Task material:
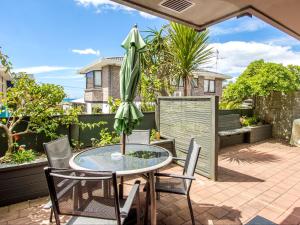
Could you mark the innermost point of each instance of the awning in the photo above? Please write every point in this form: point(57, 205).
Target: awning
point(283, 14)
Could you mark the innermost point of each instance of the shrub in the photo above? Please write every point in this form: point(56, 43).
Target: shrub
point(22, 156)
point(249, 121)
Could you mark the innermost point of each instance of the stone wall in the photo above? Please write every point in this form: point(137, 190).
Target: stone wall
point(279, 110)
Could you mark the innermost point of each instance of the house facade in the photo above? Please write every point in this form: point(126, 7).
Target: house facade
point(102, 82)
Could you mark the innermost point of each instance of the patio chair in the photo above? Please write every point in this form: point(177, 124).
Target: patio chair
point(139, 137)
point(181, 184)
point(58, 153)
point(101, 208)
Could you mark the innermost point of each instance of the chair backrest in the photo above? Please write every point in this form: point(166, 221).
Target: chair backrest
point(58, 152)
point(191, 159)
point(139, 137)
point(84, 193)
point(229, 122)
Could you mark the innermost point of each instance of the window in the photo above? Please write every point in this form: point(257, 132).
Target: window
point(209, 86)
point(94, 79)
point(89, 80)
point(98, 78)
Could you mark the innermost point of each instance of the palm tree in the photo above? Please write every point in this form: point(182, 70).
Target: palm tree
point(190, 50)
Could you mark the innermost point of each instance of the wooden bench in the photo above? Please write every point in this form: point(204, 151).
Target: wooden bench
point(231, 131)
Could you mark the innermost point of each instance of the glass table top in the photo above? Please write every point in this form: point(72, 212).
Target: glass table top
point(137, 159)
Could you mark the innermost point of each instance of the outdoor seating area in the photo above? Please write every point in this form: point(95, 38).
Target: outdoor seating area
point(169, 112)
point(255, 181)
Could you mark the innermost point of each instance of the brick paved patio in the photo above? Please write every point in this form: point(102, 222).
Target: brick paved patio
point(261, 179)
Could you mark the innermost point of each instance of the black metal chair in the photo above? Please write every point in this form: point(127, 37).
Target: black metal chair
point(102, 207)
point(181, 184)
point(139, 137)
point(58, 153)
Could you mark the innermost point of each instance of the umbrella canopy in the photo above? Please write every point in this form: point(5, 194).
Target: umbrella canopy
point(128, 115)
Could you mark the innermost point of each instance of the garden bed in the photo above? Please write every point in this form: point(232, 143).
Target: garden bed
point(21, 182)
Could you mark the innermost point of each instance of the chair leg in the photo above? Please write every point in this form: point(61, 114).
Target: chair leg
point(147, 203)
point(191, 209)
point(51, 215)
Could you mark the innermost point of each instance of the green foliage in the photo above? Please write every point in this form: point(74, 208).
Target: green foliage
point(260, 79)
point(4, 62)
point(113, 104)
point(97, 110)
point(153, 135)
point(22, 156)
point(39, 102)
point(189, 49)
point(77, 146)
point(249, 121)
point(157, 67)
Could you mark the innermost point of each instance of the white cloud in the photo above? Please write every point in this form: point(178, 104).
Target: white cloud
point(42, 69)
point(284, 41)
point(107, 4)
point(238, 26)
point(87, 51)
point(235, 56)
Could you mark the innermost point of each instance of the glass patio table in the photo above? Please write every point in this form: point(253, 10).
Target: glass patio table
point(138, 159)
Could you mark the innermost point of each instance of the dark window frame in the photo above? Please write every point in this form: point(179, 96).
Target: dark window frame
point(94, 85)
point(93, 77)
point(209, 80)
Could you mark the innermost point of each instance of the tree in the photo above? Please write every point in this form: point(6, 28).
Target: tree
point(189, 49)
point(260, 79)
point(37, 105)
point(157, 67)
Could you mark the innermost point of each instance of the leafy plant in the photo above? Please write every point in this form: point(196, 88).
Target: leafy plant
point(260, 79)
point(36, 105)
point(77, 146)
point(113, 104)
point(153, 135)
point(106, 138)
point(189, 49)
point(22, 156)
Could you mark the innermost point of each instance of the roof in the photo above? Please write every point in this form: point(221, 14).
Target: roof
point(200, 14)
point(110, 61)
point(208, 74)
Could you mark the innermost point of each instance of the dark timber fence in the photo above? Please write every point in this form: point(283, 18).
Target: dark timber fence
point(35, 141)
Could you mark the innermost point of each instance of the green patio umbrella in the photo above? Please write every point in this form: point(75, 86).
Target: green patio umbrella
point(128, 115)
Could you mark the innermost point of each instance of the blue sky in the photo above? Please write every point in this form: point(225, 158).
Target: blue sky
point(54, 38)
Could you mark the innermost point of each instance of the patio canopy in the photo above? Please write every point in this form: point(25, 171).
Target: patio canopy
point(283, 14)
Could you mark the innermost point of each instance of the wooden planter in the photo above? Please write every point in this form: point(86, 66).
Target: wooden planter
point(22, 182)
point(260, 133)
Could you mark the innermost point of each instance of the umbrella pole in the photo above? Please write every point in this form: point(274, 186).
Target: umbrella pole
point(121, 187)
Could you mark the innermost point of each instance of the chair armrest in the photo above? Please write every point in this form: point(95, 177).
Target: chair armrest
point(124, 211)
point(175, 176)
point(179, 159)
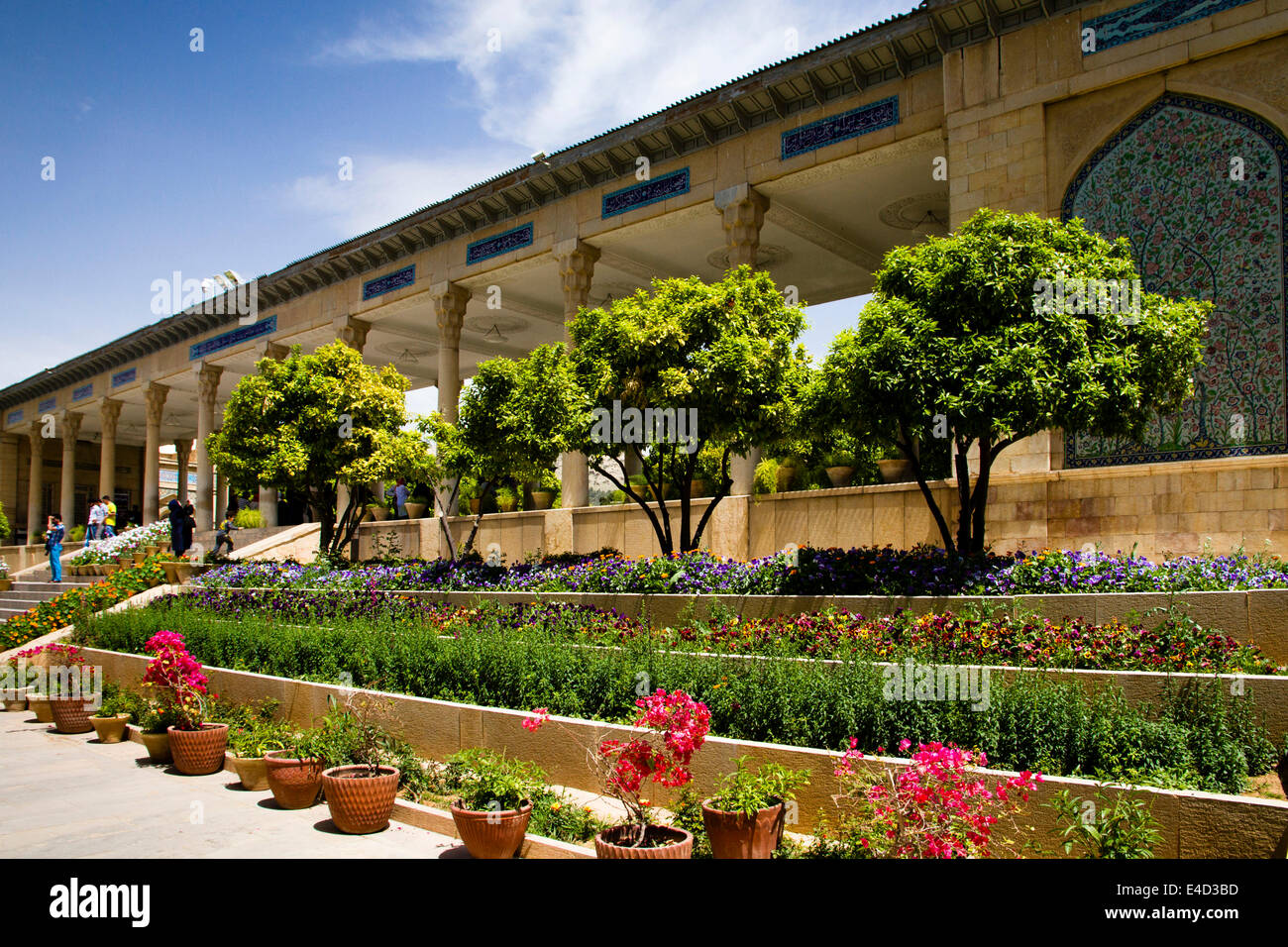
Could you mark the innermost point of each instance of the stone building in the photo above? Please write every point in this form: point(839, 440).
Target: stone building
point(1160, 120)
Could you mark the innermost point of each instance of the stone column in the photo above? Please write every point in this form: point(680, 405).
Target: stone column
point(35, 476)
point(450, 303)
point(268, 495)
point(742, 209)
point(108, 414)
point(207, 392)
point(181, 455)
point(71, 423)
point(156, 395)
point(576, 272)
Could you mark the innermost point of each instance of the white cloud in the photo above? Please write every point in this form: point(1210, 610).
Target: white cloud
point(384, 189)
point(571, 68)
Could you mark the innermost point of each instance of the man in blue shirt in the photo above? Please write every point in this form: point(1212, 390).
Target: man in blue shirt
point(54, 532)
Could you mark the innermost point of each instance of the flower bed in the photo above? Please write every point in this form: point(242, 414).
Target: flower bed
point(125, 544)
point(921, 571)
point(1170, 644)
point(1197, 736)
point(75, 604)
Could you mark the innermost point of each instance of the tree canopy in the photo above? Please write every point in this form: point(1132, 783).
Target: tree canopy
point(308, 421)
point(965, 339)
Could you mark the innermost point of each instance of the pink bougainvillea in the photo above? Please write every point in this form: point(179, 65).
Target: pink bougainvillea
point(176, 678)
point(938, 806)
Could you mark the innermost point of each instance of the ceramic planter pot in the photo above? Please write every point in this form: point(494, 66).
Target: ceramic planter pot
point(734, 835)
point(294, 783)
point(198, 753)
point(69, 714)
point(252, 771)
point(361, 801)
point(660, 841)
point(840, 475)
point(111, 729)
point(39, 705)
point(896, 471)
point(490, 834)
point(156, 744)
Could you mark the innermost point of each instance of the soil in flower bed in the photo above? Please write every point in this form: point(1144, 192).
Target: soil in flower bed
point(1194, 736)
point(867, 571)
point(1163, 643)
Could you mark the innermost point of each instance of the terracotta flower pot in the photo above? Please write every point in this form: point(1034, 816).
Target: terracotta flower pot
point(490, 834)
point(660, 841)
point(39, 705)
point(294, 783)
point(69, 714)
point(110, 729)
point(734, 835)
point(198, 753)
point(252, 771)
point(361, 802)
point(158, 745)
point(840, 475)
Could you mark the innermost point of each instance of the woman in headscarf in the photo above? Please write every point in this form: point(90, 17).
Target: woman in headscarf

Exercise goal: Rewrite the lines above as a numbered list, leaving out any blank lines. Include only the part that opens with the line containing "form: point(257, 132)." and closes with the line containing "point(190, 50)", with both of those lines included.

Reply:
1. Could you mark the innermost point of each instance of the window in the photo above? Please write every point in this form: point(257, 132).
2. Target: window
3. point(209, 86)
4. point(94, 79)
5. point(89, 80)
6. point(98, 78)
7. Could you mark the innermost point of each instance of the palm tree in the photo above? Please write every point in this form: point(182, 70).
8. Target: palm tree
9. point(190, 50)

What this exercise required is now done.